Excerpted text:
******

Source Development Guide: Contributing to Yardstick

Complete guide for contributing new metrics to the yardstick package itself.


When to Use This Guide

Use this guide if you are:

  • Contributing a PR directly to the yardstick package

  • Working inside the yardstick repository

  • Adding metrics that should be part of yardstick core

  • Modifying existing yardstick metrics

Don’t use this guide if you are:


Prerequisites

Clone the Yardstick Repository

# Clone from GitHub
git clone https://github.com/tidymodels/yardstick.git
cd yardstick

# Create a feature branch
git checkout -b feature/add-metric-name

See Repository Access for more details.

Install Development Dependencies

# Install yardstick with all dependencies
devtools::install_dev_deps()

# Load the package for development
devtools::load_all()

******

Data records:
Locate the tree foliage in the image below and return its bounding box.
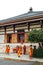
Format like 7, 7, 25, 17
28, 29, 43, 43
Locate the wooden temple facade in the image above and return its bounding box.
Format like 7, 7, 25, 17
0, 9, 43, 43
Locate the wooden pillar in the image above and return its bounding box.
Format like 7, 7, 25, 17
13, 25, 15, 33
4, 34, 7, 43
40, 21, 43, 29
4, 26, 6, 35
27, 23, 30, 31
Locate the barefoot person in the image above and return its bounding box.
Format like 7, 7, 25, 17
17, 46, 22, 57
5, 45, 10, 54
29, 45, 33, 58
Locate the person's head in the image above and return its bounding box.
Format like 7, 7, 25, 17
30, 45, 32, 48
34, 46, 36, 49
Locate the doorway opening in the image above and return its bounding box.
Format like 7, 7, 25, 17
18, 30, 24, 43
7, 34, 12, 43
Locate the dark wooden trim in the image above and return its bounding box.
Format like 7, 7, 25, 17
4, 26, 6, 34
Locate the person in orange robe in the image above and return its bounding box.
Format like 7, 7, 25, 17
29, 45, 33, 58
5, 45, 10, 54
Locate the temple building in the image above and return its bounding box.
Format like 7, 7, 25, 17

******

Requirements:
A – According to the yardstick contribution guide, which command installs the development dependencies?
B – Reproduce the lines of the records verbatim, starting with the line containing "Locate the wooden temple" and continuing through the line containing "34, 46, 36, 49".

Answers to the problems:
A – devtools::install_dev_deps()

B –
Locate the wooden temple facade in the image above and return its bounding box.
Format like 7, 7, 25, 17
0, 9, 43, 43
Locate the wooden pillar in the image above and return its bounding box.
Format like 7, 7, 25, 17
13, 25, 15, 33
4, 34, 7, 43
40, 21, 43, 29
4, 26, 6, 35
27, 23, 30, 31
Locate the barefoot person in the image above and return its bounding box.
Format like 7, 7, 25, 17
17, 46, 22, 57
5, 45, 10, 54
29, 45, 33, 58
Locate the person's head in the image above and return its bounding box.
Format like 7, 7, 25, 17
30, 45, 32, 48
34, 46, 36, 49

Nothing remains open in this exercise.